Stored records ▸
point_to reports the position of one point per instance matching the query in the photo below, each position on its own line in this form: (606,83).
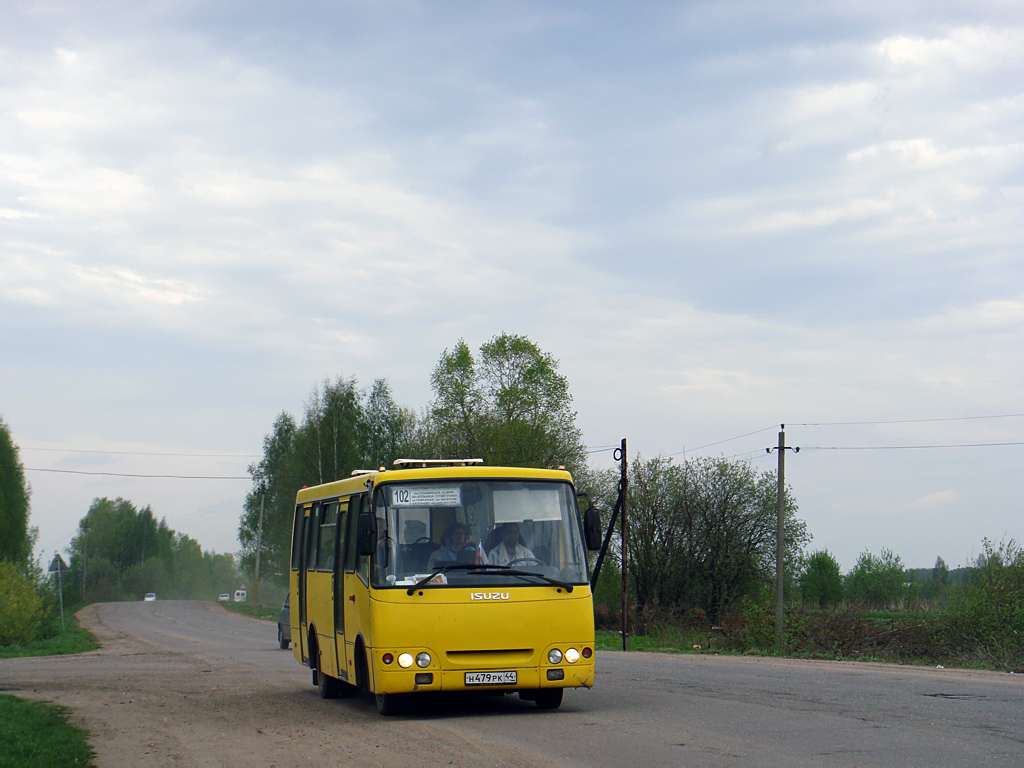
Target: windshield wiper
(565,585)
(477,567)
(445,568)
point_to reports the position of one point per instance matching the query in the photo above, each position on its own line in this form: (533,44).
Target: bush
(22,608)
(877,581)
(986,615)
(820,582)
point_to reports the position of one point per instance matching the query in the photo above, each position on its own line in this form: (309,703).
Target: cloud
(936,500)
(964,47)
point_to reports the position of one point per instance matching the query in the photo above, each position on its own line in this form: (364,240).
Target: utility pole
(85,555)
(58,566)
(259,542)
(779,532)
(624,485)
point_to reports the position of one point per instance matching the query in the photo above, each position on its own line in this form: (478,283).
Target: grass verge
(34,733)
(74,640)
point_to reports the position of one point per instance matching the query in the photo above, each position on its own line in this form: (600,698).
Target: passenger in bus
(456,547)
(509,549)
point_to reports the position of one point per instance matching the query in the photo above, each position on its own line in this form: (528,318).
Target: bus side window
(297,538)
(311,530)
(328,526)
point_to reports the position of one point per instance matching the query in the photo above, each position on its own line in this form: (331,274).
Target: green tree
(987,614)
(384,429)
(273,477)
(511,407)
(22,607)
(702,532)
(821,581)
(120,553)
(877,581)
(14,494)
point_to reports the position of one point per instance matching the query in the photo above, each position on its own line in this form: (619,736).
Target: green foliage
(820,581)
(53,642)
(22,608)
(39,734)
(510,407)
(877,581)
(14,542)
(121,553)
(702,532)
(987,615)
(343,428)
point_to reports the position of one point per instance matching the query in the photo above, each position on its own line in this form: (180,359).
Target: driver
(454,540)
(509,549)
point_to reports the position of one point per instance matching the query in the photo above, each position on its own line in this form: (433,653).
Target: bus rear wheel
(549,698)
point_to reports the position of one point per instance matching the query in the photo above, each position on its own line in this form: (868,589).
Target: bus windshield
(510,528)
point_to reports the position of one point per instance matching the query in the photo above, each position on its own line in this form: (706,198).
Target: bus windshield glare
(477,532)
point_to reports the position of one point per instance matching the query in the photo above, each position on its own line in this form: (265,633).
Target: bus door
(306,563)
(355,598)
(339,590)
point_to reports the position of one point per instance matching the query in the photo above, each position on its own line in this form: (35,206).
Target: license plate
(491,678)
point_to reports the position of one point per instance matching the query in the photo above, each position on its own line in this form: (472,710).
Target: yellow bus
(443,576)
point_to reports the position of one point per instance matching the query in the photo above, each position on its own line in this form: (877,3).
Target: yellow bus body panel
(513,632)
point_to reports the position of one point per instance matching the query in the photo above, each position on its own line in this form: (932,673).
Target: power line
(906,448)
(719,442)
(142,453)
(126,474)
(902,421)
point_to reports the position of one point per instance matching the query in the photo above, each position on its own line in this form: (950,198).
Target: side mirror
(592,528)
(366,535)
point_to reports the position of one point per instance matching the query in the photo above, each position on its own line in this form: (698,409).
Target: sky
(718,216)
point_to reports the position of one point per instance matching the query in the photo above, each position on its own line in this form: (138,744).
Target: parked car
(285,624)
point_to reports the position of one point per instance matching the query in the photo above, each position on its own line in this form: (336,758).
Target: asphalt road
(645,709)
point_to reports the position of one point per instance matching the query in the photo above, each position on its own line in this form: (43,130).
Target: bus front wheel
(549,698)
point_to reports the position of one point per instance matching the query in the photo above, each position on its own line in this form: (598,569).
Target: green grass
(260,611)
(680,641)
(33,733)
(75,640)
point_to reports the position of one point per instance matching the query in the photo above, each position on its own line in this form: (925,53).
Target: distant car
(285,624)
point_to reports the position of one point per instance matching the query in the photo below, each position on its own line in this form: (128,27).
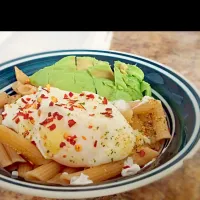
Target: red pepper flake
(90,96)
(71,108)
(107,114)
(84,138)
(51,103)
(33,142)
(125,167)
(45,90)
(56,114)
(79,106)
(26,133)
(38,105)
(26,116)
(17,120)
(39,113)
(24,101)
(109,110)
(43,96)
(61,104)
(52,127)
(95,143)
(62,144)
(72,101)
(71,123)
(71,94)
(32,120)
(47,121)
(4,115)
(65,96)
(72,139)
(105,101)
(142,153)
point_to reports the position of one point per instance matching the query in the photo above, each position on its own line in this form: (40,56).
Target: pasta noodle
(13,98)
(160,123)
(3,99)
(44,172)
(23,89)
(144,107)
(13,155)
(20,76)
(24,168)
(21,145)
(144,155)
(12,167)
(98,173)
(5,159)
(56,179)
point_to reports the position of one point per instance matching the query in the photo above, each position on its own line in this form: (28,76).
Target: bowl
(181,102)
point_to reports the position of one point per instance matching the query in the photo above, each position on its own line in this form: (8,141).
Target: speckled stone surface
(180,51)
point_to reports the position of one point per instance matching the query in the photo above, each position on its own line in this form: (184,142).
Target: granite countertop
(181,51)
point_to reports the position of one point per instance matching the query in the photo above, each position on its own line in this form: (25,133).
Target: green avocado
(86,73)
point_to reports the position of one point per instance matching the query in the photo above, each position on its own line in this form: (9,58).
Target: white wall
(16,44)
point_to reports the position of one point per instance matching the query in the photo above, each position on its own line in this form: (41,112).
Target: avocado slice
(84,62)
(102,70)
(119,80)
(84,81)
(104,87)
(68,64)
(58,75)
(41,77)
(146,88)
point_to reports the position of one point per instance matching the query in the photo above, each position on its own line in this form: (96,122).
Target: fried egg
(76,130)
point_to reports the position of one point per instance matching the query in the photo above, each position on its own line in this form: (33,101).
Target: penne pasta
(21,145)
(3,99)
(23,168)
(144,107)
(20,76)
(136,123)
(144,155)
(13,98)
(160,123)
(56,179)
(12,167)
(5,159)
(134,103)
(21,89)
(44,172)
(71,170)
(13,155)
(98,173)
(127,115)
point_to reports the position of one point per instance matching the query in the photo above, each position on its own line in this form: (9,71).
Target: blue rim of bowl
(130,183)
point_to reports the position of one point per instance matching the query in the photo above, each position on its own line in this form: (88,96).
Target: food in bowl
(77,122)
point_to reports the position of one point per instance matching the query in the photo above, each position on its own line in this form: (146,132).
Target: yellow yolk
(77,130)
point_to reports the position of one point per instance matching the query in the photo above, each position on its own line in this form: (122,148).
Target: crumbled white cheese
(14,174)
(80,180)
(130,168)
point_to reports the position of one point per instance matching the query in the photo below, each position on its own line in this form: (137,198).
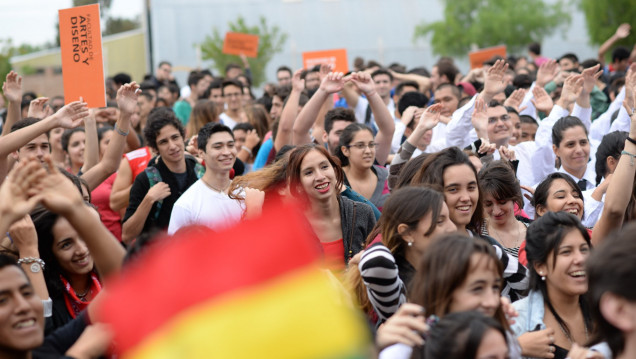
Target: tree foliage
(270,42)
(603,17)
(486,23)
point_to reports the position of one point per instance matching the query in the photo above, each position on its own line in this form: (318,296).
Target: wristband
(246,149)
(120,131)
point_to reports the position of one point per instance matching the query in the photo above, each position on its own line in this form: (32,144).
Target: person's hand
(507,154)
(363,82)
(158,192)
(542,100)
(494,80)
(623,31)
(38,108)
(17,191)
(252,139)
(546,73)
(23,234)
(12,87)
(479,117)
(408,114)
(58,193)
(572,88)
(298,84)
(508,310)
(590,75)
(127,97)
(333,82)
(325,69)
(538,344)
(430,117)
(71,115)
(406,326)
(515,99)
(93,343)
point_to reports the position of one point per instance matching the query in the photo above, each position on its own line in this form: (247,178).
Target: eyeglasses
(362,146)
(504,118)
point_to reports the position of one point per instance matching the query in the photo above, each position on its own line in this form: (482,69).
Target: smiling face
(317,176)
(574,150)
(493,346)
(499,125)
(566,273)
(359,151)
(460,194)
(76,145)
(21,313)
(419,237)
(562,197)
(220,152)
(70,250)
(499,212)
(170,144)
(481,290)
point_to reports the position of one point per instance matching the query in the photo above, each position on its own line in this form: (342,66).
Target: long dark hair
(432,172)
(543,238)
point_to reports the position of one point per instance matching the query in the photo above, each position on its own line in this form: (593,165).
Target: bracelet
(121,132)
(29,260)
(246,149)
(630,155)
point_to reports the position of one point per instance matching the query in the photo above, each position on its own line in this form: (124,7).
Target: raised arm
(332,83)
(127,102)
(621,33)
(383,118)
(59,195)
(285,133)
(616,200)
(12,89)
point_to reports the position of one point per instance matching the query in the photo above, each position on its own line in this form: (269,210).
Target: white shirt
(202,205)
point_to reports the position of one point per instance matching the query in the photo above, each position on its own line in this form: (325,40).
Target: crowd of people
(476,215)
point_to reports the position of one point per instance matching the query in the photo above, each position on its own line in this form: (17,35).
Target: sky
(33,21)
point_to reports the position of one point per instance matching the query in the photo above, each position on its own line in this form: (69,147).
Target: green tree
(487,23)
(603,17)
(270,42)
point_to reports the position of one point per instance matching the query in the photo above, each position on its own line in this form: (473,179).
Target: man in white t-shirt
(206,202)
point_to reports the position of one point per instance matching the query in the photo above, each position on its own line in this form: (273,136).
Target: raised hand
(333,82)
(542,101)
(298,84)
(38,108)
(572,87)
(623,31)
(590,75)
(58,193)
(430,117)
(17,191)
(515,99)
(127,97)
(12,87)
(547,72)
(494,80)
(71,115)
(363,82)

Task goal ▸
Repeat word for word every line from the one that holds "this form: (342,66)." to the end. Both ends count.

Solution to the problem ▸
point_to reports the position of one point per instance matching the query in the photo above, each position on its own line in this form: (342,66).
Target: long dark hair
(432,172)
(543,238)
point_to reports the position of one point per instance matching the query in the photo above, each position on its own line in this form: (593,165).
Target: bracelet
(121,132)
(29,260)
(246,149)
(630,155)
point_to reports the position of one point per instance matching the query in the photo above, each position on its own line in this form: (124,7).
Target: raised arm
(332,83)
(127,102)
(621,33)
(383,118)
(59,195)
(285,133)
(616,200)
(12,89)
point_to reports the position of one point per instance matching the query in the photo above, each position on its own line in this form: (269,210).
Target: white shirt
(202,205)
point_to reports the position of one point per instance matching the query in the photo above, each position on its own line in this form: (325,40).
Target: crowd of people
(476,215)
point_to reports the position of one point per instance matching the query in the photo above, each position on its own line in this form: (17,35).
Target: sky
(33,21)
point_to reports the position of one point per instance matching the query in the photo above, each position on its own line in this form: (69,147).
Target: green tree
(487,23)
(603,17)
(270,42)
point_to reports the position of one point per instance matching the query in the photo above, each position on its own line in this form: (473,179).
Target: man in white t-shirt
(206,202)
point_to reports the position of one point per instance matching the query in the photo above, each position on its own line in this form: (273,136).
Target: raised hand
(333,82)
(542,101)
(298,84)
(38,108)
(572,87)
(623,31)
(590,75)
(58,193)
(430,117)
(17,191)
(515,99)
(127,97)
(12,87)
(547,72)
(494,80)
(71,115)
(363,82)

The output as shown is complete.